═══ Enregistrements de données

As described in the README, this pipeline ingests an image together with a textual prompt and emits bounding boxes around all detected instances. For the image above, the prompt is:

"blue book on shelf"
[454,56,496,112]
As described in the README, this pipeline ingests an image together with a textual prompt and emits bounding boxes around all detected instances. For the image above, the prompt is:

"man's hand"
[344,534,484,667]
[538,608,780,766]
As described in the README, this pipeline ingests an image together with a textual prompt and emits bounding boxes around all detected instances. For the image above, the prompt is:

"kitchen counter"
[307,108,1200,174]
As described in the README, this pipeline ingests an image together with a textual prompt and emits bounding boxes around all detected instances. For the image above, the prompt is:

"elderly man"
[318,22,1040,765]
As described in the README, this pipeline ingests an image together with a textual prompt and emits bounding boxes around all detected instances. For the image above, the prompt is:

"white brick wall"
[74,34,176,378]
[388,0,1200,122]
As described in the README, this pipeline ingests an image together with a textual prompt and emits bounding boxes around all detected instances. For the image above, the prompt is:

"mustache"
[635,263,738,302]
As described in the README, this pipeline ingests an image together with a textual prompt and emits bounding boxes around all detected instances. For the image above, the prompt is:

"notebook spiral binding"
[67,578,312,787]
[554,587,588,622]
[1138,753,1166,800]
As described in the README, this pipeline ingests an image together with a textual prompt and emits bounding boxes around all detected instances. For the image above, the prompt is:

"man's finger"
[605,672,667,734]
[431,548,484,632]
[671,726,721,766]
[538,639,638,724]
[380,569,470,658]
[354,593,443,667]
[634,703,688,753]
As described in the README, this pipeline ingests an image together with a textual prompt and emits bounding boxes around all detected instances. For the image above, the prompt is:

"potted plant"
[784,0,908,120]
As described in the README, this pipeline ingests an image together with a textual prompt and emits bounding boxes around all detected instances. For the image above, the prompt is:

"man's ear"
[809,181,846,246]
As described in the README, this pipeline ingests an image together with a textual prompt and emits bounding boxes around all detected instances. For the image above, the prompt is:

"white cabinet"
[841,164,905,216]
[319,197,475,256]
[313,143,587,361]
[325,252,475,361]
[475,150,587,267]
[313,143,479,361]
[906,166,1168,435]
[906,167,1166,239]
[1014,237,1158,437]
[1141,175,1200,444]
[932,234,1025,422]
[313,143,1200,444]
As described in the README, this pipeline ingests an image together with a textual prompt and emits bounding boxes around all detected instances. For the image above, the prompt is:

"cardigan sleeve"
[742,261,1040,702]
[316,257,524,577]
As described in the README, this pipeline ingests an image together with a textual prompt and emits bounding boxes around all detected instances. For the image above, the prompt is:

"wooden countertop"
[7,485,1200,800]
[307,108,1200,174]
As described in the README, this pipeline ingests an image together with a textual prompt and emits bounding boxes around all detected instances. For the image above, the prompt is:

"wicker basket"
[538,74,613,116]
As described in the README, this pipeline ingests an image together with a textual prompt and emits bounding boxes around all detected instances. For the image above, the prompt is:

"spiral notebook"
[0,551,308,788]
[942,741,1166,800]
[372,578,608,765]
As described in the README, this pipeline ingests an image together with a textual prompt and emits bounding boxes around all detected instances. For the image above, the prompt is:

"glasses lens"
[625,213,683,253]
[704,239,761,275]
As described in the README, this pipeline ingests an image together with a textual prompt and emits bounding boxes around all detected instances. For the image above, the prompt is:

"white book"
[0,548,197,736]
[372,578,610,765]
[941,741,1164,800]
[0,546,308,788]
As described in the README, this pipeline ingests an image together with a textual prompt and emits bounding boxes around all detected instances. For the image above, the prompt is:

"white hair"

══════

Pouvez-vous recopier à l'identique les lignes des enregistrements, de la toute première jusqu'à la ligne contenant « [635,263,738,302] », celle-ci comprise ?

▶ [Corrigé de l'exercice]
As described in the README, this pipeline ingests an image together with a textual prompt and emits bounding boxes around all detected instances. For the image above, the prompt is:

"blue book on shelf"
[454,56,496,112]
As described in the README, this pipeline ingests an image together with a textual prompt and emits bounding boxes around all detected instances. For the image above, the prompt is:

"man's hand"
[344,534,484,667]
[538,608,780,766]
As described in the README, this pipeline ingests an image together with a textual prompt and emits bounding boxes around all detected instances. For the image above, the prompt is:

"kitchen counter"
[307,108,1200,174]
As described in the README, this pipeline ingests an image together with a textual prompt and emits bounding boxes around all detected instances. For the image above, the prompt is:

"elderly man"
[318,22,1040,765]
As described in the README, this pipeline ingests an image together with a textual prompt and emits bounding boxes around all detected instances. For the image above, the prompt is:

"white brick wall"
[74,34,176,378]
[388,0,1200,122]
As described in the README, this pipeline ingests an image together with a textual prompt and emits bounding boxes around all detected instances. For the image above, the prompt is:

"mustache"
[635,263,738,302]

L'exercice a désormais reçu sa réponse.